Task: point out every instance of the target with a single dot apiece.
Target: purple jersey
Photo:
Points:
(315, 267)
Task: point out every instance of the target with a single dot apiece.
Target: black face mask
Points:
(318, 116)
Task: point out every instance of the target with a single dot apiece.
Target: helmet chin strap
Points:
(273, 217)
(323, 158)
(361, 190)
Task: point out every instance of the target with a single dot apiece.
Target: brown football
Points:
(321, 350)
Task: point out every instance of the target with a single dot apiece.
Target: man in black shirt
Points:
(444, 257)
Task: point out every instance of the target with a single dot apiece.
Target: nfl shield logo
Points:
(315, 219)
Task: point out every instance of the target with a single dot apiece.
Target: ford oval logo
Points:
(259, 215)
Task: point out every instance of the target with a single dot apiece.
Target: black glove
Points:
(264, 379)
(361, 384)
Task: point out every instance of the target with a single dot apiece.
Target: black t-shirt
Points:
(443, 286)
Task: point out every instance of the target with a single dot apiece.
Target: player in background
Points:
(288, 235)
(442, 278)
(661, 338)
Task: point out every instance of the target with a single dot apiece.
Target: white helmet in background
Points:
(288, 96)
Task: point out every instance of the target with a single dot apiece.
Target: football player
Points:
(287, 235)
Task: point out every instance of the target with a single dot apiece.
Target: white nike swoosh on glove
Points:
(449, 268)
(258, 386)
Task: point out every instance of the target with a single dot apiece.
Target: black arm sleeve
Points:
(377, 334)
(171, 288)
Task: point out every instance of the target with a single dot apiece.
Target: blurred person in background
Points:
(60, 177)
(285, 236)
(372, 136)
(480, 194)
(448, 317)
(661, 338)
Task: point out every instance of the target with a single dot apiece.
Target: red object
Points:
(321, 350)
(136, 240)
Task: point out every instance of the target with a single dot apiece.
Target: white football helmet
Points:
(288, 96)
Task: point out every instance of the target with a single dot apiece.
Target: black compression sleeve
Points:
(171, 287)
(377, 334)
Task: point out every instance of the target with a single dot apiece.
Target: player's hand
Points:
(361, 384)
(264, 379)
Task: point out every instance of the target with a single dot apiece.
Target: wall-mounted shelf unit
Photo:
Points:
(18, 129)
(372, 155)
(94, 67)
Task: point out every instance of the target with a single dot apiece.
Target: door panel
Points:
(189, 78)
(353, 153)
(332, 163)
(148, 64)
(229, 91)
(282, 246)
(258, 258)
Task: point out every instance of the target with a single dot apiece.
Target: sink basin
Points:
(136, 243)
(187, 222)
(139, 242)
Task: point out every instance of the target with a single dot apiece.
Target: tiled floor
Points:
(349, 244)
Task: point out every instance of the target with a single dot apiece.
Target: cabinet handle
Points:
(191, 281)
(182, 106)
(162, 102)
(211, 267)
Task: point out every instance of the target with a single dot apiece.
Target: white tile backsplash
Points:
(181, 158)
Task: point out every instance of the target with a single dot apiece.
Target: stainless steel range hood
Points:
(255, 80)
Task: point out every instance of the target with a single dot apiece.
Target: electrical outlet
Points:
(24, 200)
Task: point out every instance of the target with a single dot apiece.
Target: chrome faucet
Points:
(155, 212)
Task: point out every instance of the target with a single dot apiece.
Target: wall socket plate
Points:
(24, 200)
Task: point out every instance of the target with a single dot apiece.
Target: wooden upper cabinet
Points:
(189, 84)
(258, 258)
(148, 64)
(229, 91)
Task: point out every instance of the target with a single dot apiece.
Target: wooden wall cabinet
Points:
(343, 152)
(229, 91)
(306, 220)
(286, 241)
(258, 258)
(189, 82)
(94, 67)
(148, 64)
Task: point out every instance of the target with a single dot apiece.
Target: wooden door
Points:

[Task goal]:
From the rows above, copy out every line containing the string "helmet", matching its case exactly.

[Task result]:
Target: helmet chin strap
Target: white helmet in background
Target: white football helmet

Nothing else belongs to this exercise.